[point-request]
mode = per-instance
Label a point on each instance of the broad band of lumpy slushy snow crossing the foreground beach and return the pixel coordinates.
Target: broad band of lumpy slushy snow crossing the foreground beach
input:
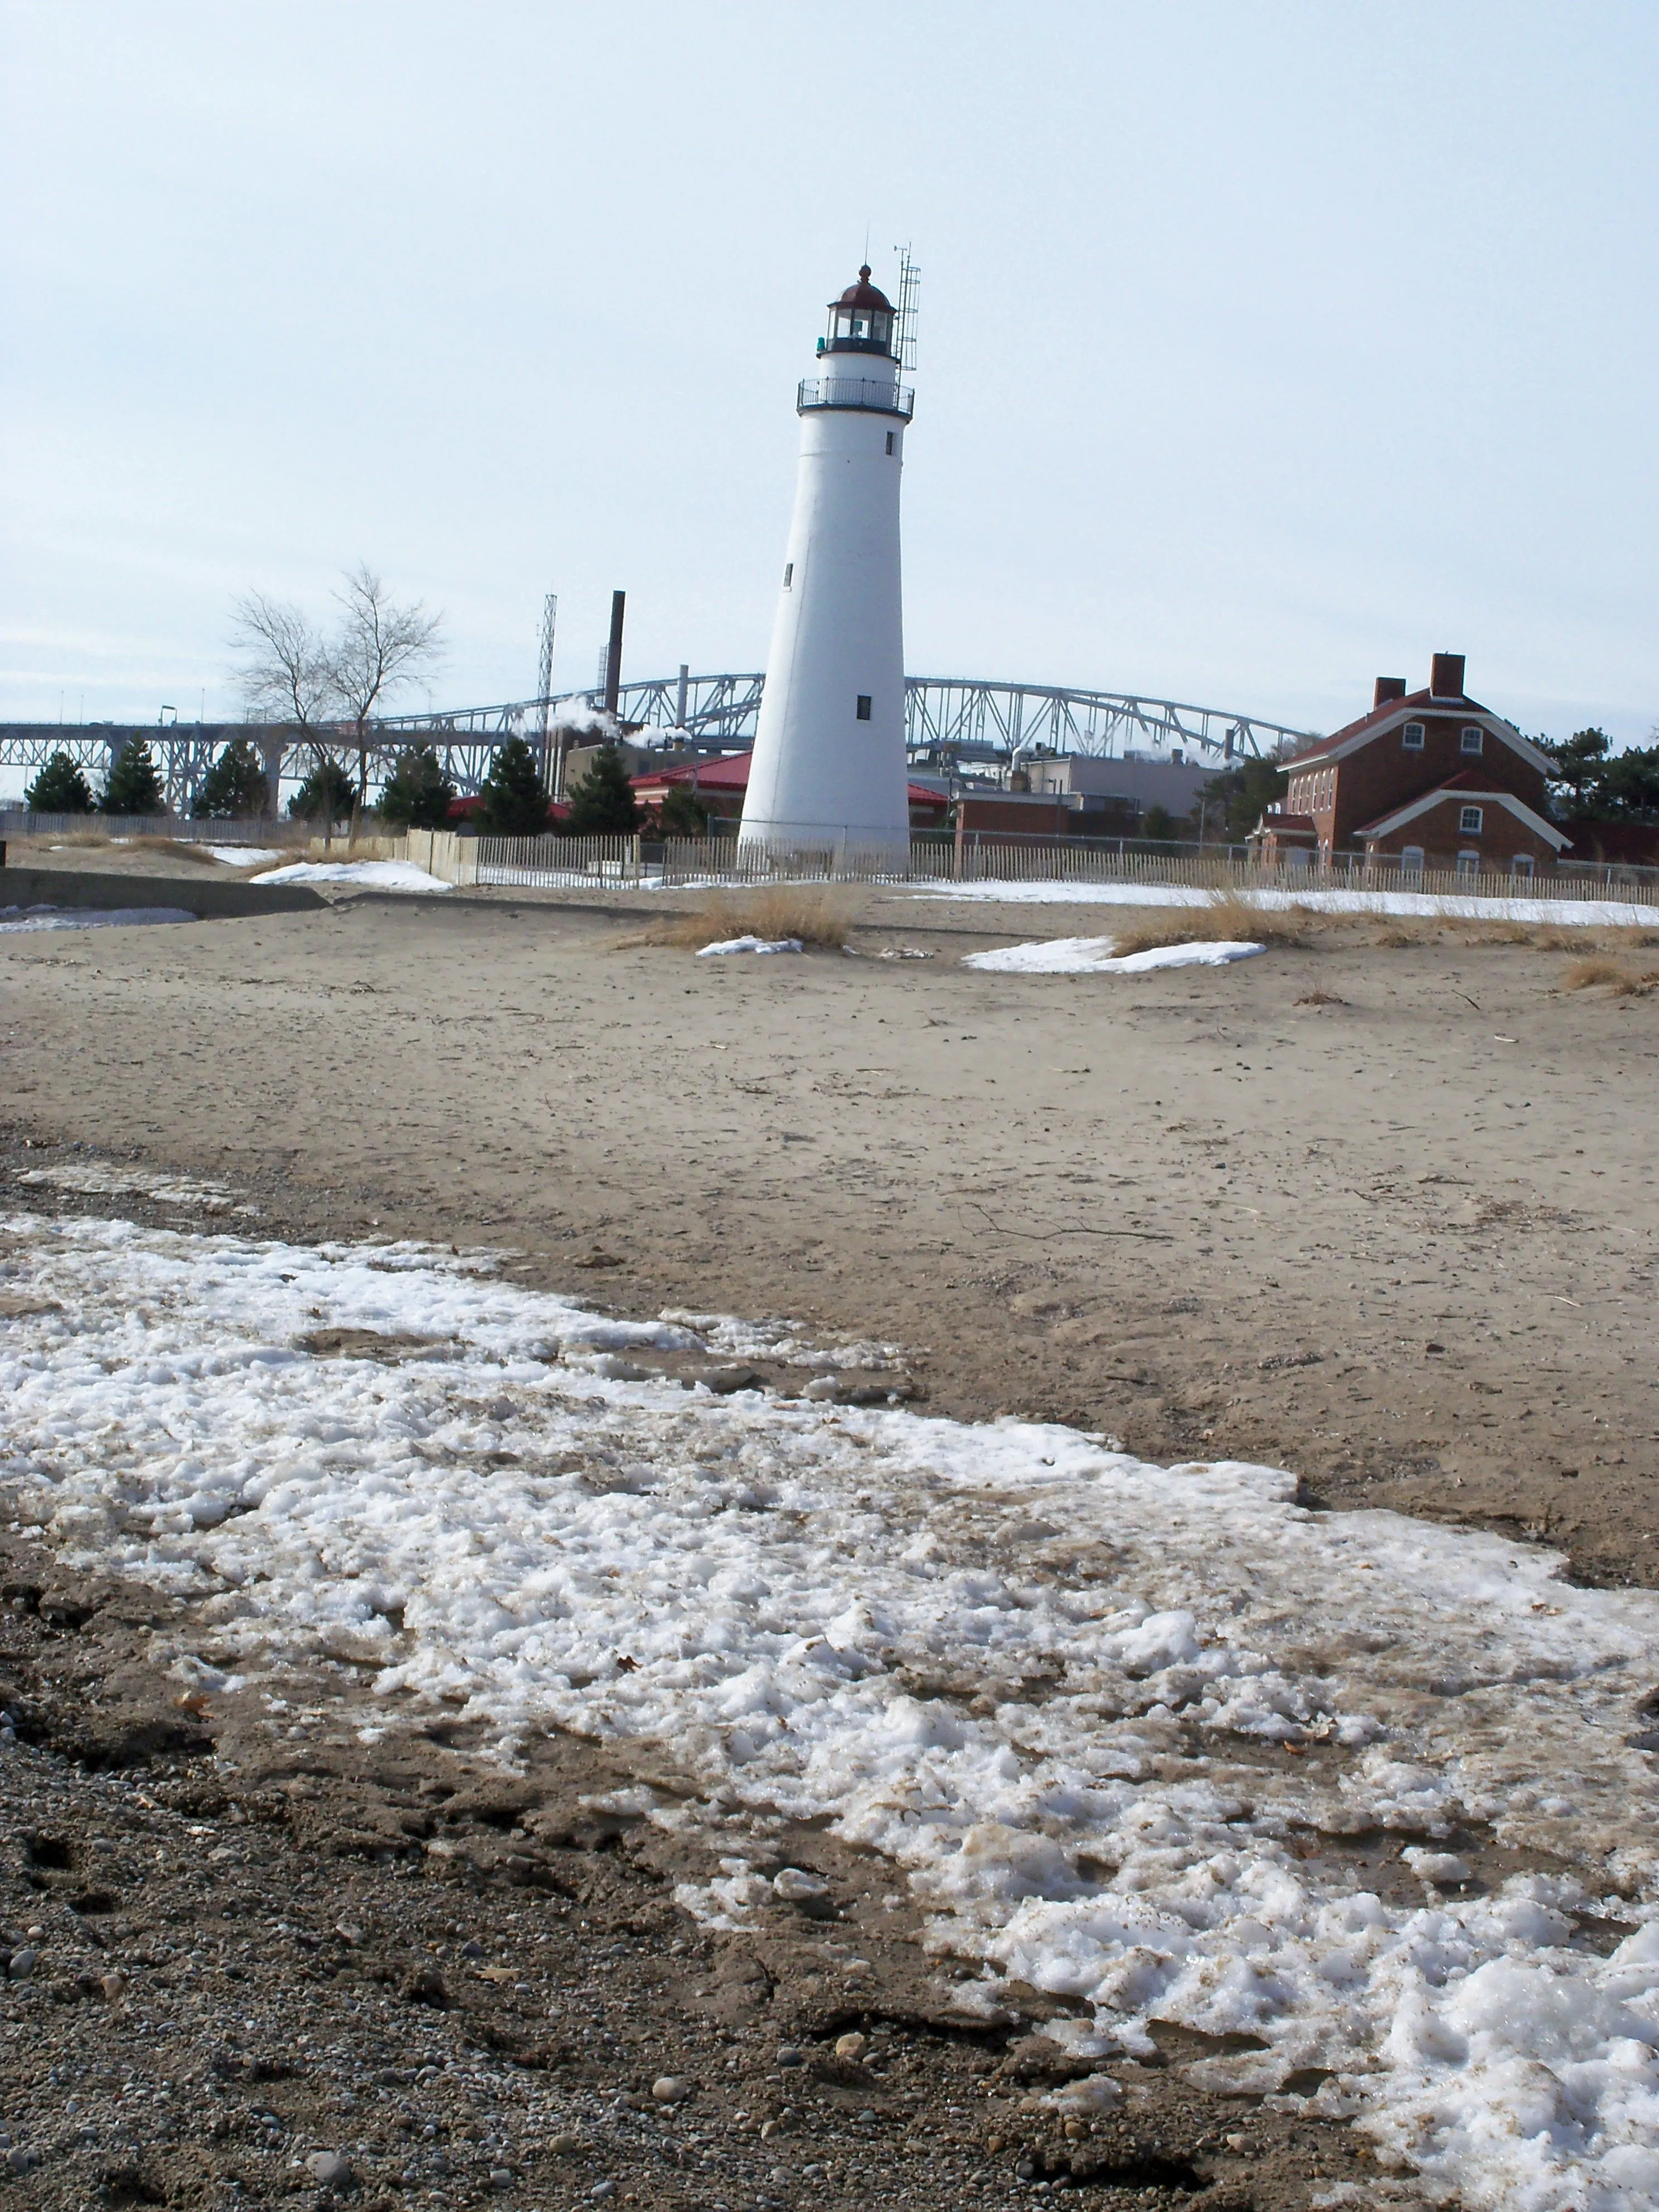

____________________

EXERCISE →
Everything in the records except the pictures should be printed again exactly.

TASK ANSWER →
[point-request]
mode = per-instance
Label a point on each instance of the broad band of lumpy slushy snow crossing the foreground beach and return the pixel coordinates.
Target: broad band of lumpy slushy snow crossing the foreground beach
input:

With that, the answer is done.